CCEA Approves Launch of Rs 34,422 Crore KUSUM Scheme

The total central financial support provided under the scheme would be Rs. 34,422 crore.

ccea launch kusum scheme

The Cabinet Committee on Economic Affairs (CCEA) has approved the launch of the Kisan Urja Suraksha evam Utthaan Mahabhiyan (KUSUM) with the objective of providing financial and water security to farmers.

The proposed scheme consists of three components:

Component-A: 10,000 MW of Decentralised Ground Mounted Grid-Connected Renewable Power Plants.

Component-B: Installation of 17.50 lakh standalone Solar Powered Agriculture Pumps.

Component-C: Solarisation of 10 Lakh Grid-connected Solar Powered Agriculture Pumps.

All three components combined, the scheme aims to add a solar capacity of 25,750 MW by 2022. The total central financial support provided under the scheme would be Rs. 34,422 crore.

The Component-A and Component-C will be implemented on pilot mode for 1000 MW capacity and one lakh grid-connected agriculture pumps respectively and thereafter will be scaled-up based on the relative success of the pilot run. Component-B will be implemented in a full-fledged manner. 

Under Component A, Renewable power plants of capacity 500 kW to 2 MW will be set up by individual farmers/cooperatives/panchayats etc on their barren or cultivable lands. The power generated will be purchased by the DISCOMs at Feed-in tariffs determined by respective SERC. The scheme will open a stable and continuous source of income to the rural landowners. Performance-Based Incentives of Rs 0.40 per unit for five years will be provided to DISCOMs.

Under Component B, individual farmers will be supported to install standalone solar pumps of capacity up to 7.5 HP. Solar PV capacity in kW equal to the pump capacity in HP is allowed under the scheme.

# # # # #

- [Stated problem A] Recast the paragraph of the KUSUM announcement beginning "Under Component A, Renewable power plants" as a short bulleted list that keeps its main facts.
- [Stated problem B] According to the KUSUM announcement, how much solar capacity should the three components together add by 2022?
The KUSUM announcement is all you need; the items that follow can be skipped.

- [Data provided]
# # # # #

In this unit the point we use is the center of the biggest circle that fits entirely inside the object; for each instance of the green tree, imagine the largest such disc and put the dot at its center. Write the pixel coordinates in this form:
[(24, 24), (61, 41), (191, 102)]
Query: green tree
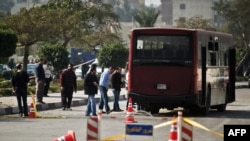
[(65, 21), (146, 17), (56, 53), (115, 54), (6, 5), (236, 13), (196, 22)]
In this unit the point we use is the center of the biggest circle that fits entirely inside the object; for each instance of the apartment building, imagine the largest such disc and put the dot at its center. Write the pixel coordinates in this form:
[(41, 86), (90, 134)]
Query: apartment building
[(172, 10)]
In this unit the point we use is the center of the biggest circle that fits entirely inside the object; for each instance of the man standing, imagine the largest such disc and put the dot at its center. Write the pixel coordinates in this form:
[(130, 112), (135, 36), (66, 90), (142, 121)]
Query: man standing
[(40, 81), (90, 88), (68, 85), (19, 82), (116, 81), (48, 68), (103, 86)]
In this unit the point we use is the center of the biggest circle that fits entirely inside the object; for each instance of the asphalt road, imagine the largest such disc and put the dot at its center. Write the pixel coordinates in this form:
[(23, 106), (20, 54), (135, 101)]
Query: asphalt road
[(56, 123)]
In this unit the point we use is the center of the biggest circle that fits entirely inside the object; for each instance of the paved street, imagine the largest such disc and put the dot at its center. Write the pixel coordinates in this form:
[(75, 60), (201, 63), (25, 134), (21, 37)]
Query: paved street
[(8, 105)]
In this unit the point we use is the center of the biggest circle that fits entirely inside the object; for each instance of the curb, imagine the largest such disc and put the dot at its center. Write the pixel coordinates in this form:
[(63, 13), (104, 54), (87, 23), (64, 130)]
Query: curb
[(75, 103)]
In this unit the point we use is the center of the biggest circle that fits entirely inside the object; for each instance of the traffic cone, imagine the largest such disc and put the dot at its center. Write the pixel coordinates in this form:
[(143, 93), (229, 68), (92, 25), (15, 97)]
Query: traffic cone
[(130, 117), (173, 131), (70, 136), (32, 111)]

# # # # #

- [Correct response A]
- Individual farmers, cooperatives, panchayats and similar bodies will set up renewable power plants of 500 kW to 2 MW on their barren or cultivable land.
- DISCOMs will buy the power at Feed-in tariffs set by the respective SERC.
- Rural landowners gain a stable, continuous source of income.
- DISCOMs receive Performance-Based Incentives of Rs 0.40 per unit for five years.

- [Correct response B] 25,750 MW.